Dataset records:

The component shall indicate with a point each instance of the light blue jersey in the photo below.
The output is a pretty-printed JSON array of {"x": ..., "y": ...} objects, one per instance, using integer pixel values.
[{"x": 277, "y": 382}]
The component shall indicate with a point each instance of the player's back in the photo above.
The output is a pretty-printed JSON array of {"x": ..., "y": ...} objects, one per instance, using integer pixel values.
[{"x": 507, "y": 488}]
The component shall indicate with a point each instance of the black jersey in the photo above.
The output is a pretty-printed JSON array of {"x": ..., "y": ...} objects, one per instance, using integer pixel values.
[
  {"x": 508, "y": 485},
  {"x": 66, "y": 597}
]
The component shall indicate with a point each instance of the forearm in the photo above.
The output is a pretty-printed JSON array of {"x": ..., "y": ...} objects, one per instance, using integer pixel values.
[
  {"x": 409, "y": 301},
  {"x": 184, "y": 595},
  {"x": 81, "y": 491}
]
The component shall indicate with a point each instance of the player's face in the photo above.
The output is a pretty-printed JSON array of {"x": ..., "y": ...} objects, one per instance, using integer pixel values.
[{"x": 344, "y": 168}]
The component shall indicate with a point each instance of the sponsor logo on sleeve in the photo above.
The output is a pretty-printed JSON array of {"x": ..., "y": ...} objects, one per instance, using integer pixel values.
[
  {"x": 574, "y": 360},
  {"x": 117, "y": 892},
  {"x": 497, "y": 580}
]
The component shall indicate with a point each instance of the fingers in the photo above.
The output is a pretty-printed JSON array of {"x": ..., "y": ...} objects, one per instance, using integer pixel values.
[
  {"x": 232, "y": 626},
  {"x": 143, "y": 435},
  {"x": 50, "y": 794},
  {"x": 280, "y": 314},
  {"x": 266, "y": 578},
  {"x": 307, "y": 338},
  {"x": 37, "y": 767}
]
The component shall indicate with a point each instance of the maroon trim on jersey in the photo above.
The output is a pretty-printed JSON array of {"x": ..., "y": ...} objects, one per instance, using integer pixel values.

Task objective:
Give the entries once more, exactly as they appear.

Finished task:
The component shall indicate with a point each instance of the light blue jersey in the photo below.
The output is a pretty-printed JSON array of {"x": ..., "y": ...} objects, one per instance, using integer pixel values.
[{"x": 277, "y": 382}]
The component shall indicate with a point each instance of the player's back in the photo above.
The output is a pretty-printed JSON array of {"x": ..., "y": ...} objects, one per instance, using integer pixel values.
[{"x": 507, "y": 488}]
The component shall indicate with a point each instance of the black jersey in the photo above.
The output is a pretty-printed JSON array of {"x": ..., "y": ...} objects, one per instance, using integer pixel values.
[
  {"x": 508, "y": 485},
  {"x": 66, "y": 597}
]
The component shall indicate with a point each instance of the forearm in the photo above.
The output is a pretty-printed JSON array of {"x": ..., "y": ...} objects, one per instance, using integer pixel values.
[
  {"x": 409, "y": 301},
  {"x": 184, "y": 595},
  {"x": 81, "y": 491}
]
The component shall indicate with a point each instance of the player's face in the photo above.
The output is a pretty-printed JSON array of {"x": ..., "y": ...} objects, one per instance, using integer pixel values.
[{"x": 344, "y": 168}]
The component shall indicate with a point each instance of the sponsor logo on sleeve in the photo above.
The output is a pretty-printed JSON array of {"x": ..., "y": ...} objects, one per instance, using integer pixel values.
[
  {"x": 574, "y": 360},
  {"x": 117, "y": 892},
  {"x": 497, "y": 580}
]
The component shall indicate with a point each instance of the fingers in the photo above.
The output is a pretty-printed JSON array of {"x": ..., "y": ...} objects, one per instance, using integer pixel values.
[
  {"x": 232, "y": 626},
  {"x": 143, "y": 435},
  {"x": 50, "y": 794},
  {"x": 280, "y": 314},
  {"x": 266, "y": 578},
  {"x": 307, "y": 338},
  {"x": 37, "y": 767}
]
The component shall indicate with a point each instance of the maroon trim on jersey in the photo above.
The output is a pretty-printed JSON array of {"x": ..., "y": ...} objects, one per instance, using integer pixel values.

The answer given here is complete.